Die Wasservögel gab es schon immer - aber es geht dabei um die Vermeidung zusätzlicher Risiken durch den Menschen - und dafür taugt die Vorschrift.


----------



## dukewolf (7. März 2010)

*AW: Mühlkoppe online kaufen?*



			
				 erni1973 schrieb:
			
		

> Dürft ihr denn in Bayern Köderfische benutzen, die nicht aus dem  Gewässer stammen, in dem sie an die Angel kommen???


Hi Erni.
Soweit ich es bisher erlebte, dürfte es in Bayern dies so laufen, daß Vereine es entscheiden können ob sie Köfis zulassen, wenn diese nicht aus den jeweiligen Gewässer stammen.
Oft sind es private Gewässer die es erlauben.


----------



## ernie1973 (8. März 2010)

*AW: Mühlkoppe online kaufen?*

Naja - auch hier in NRW wird das Gesetz offenbar nicht wirklich angewendet  - am Rhein habe ich seit Jahren keine Kontrolle mehr erlebt und es gibt eine Menge Läden, die neben ihrem Angelsortiment auch "Teichfische" in allen Größen verkaufen.
---+---
[ARBEITSAUFTRAG 1]: Erkläre mithilfe des Forenausschnitts über Köderfische, warum die Vorschrift laut dem ersten Satz sinnvoll ist, obwohl es „die Wasservögel“ schon immer gab.
[ARBEITSAUFTRAG 2]: Greif den Forenausschnitt über Köderfische nach seinem letzten Satz auf und schreib ihn weiter.

[ERFASSTE DATEN]:
---+---
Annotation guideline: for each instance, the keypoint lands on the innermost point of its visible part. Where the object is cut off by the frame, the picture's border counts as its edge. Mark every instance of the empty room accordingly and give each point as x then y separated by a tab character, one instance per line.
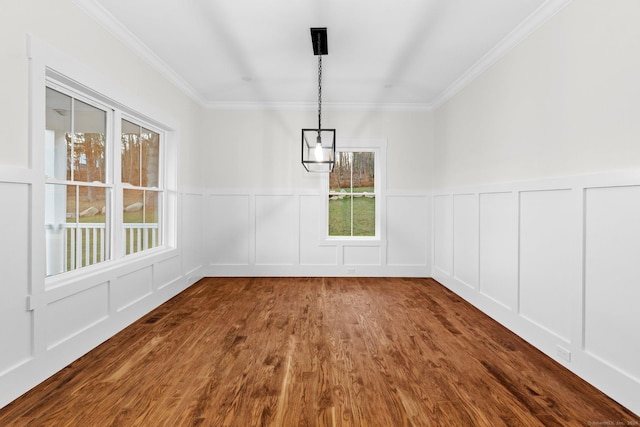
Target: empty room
---+---
[LÖSUNG 1]: Es geht bei der Vorschrift nicht um die Wasservögel, die es immer schon gab, sondern darum, zusätzliche Risiken durch den Menschen zu vermeiden. Für diesen Zweck taugt die Vorschrift.

[LÖSUNG 2]:
...natürlich sind das Köfis und werden auch von vielen Anglern als solche genutzt, was ich im Grunde nicht richtig finde.

Da sich die Stellen, welchen die Kontrollen durchführen aber nicht darum kümmern, ist es mir auch mittlerweile egal.

Ich angle einfach selber nur mit Fischen, welche aus dem Gewässer stammen, indem ich angeln gehe und jut is.

Gerade durch unsere Grundel-Plage scheint es kein Problem mehr zu sein, Köfis am Rhein zu "besorgen" - letztes Jahr genügten dafür 2 Maden am 12´er Haken, wobei man nach ca. 10 Sekunden eine Grundel vor der Steinpackung fing!

Frischer kann ein Köfi nicht sein.

Allerdings nerven die Grundeln und mir tun jetzt schon alle Friedfischangler leid, denn man fängt an manchen Stellen auf 15 Grundeln mal einen anderen Fisch - zumindest mit Maden - sogar Mais nehmen die Biester und Tauwurm erst recht!

Petri!

Ernie


----------



## Balaton1980 (8. März 2010)

*AW: Mühlkoppe online kaufen?*



ernie1973 schrieb:


> Dürft ihr denn in Bayern Köderfische benutzen, die nicht aus dem Gewässer stammen, in dem sie an die Angel kommen???



bei uns ist das möglich. und ich finde hier etwas zu regeln ist auch total fürn a...sch. nicht weil es nicht wichtig wäre sondern vielmehr weil es nicht zu kontrollieren ist.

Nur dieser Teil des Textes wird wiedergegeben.